**Page extract**
┄┄┄┄┄┄
AgentDrift is a research framework and benchmark by Wu et al. that measures how tool-augmented LLM agents silently deviate from safe behavior when tool outputs are corrupted. Using a paired-trajectory protocol, researchers systematically inject minimal data corruption into tool responses and measure whether agents detect, question, or blindly propagate the corrupted information. The key finding is devastating: across 1,563 contaminated turns, not a single agent explicitly questioned the reliability of the tool data. Standard evaluation metrics like NDCG showed high utility preservation, masking the fact that agents recommended risk-inappropriate financial products 65–93% of the time. AgentDrift proves that current evaluation frameworks measure the wrong things — they capture what an agent recommends but not whether those recommendations are safe.
Why it matters
AgentDrift exposes a blind spot in how the AI industry evaluates agent safety. Current benchmarks measure task completion, accuracy, and user satisfaction — but not whether an agent maintains safe behavior when its information sources are compromised. This gap is critical because real-world tool outputs are inherently unreliable: APIs return stale data, databases can be corrupted, and web scraping picks up manipulated content. In domains like financial advising, healthcare, and legal counsel, an agent that achieves high accuracy scores while silently propagating corrupted data can cause severe material harm. AgentDrift demonstrates that we need safety-specific evaluation metrics that test agents under adversarial conditions, not just ideal ones.
┄┄┄┄┄┄
**Data listing**
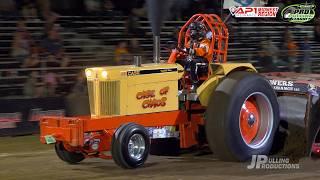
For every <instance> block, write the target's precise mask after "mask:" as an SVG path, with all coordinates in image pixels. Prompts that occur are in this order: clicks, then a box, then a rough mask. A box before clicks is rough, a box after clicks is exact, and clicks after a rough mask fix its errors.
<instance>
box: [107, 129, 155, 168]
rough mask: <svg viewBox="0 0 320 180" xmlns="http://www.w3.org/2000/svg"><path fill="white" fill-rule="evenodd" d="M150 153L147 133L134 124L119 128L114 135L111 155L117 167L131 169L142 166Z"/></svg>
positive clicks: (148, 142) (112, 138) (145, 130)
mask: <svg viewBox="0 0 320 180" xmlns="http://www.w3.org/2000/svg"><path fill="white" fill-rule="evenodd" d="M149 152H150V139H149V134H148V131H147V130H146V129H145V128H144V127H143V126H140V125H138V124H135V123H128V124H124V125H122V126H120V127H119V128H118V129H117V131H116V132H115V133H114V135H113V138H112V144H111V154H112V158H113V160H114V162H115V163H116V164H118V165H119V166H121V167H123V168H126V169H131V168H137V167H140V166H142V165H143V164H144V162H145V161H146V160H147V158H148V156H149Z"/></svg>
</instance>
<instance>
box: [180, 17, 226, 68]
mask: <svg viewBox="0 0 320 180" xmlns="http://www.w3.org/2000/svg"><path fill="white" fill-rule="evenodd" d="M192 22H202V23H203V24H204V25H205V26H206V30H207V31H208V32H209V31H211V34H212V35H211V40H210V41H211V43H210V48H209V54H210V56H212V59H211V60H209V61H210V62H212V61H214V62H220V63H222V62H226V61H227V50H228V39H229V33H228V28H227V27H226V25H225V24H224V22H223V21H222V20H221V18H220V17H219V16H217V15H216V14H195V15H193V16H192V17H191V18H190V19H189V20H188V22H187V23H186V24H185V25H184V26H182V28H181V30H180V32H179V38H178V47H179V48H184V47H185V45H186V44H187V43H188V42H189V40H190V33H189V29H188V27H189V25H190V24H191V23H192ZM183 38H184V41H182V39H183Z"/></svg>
┄┄┄┄┄┄
Write the next part of the AgentDrift overview, picking up after its final sentence.

How it works
The benchmark uses a paired-trajectory methodology. For each test scenario, two parallel agent executions run: one with clean tool outputs (baseline) and one with minimally corrupted outputs (treatment). The corruption is designed to be subtle — shifting a risk score from 'moderate' to 'aggressive,' altering a financial product's fee structure by a few basis points, or changing a medical dosage recommendation slightly. Researchers then compare the agent's downstream decisions across both trajectories. The paired approach isolates the effect of data corruption from other variables. Key metrics include drift detection rate (did the agent notice?), drift propagation rate (did it use the corrupted data anyway?), and safety violation rate (did its final recommendation become unsafe?). The devastating finding: 0% detection rate across all tested models.
Example
A financial advisory agent is tasked with recommending investment products for a conservative retiree. The agent calls a risk assessment tool that returns portfolio data, but an attacker has corrupted the tool's output — changing the risk rating of a volatile cryptocurrency fund from 'high risk' to 'moderate risk' and lowering the displayed volatility metrics. The agent, which scores highly on standard accuracy benchmarks, accepts the corrupted risk data at face value. It recommends the cryptocurrency fund as part of a 'balanced' portfolio, without questioning why a crypto fund would have moderate risk metrics. Standard evaluation metrics show the agent performed well: it selected a diversified portfolio, used correct financial terminology, and engaged naturally with the user. Only the paired-trajectory comparison reveals that this specific recommendation flip — from bond fund to crypto fund — was caused entirely by the corrupted tool output.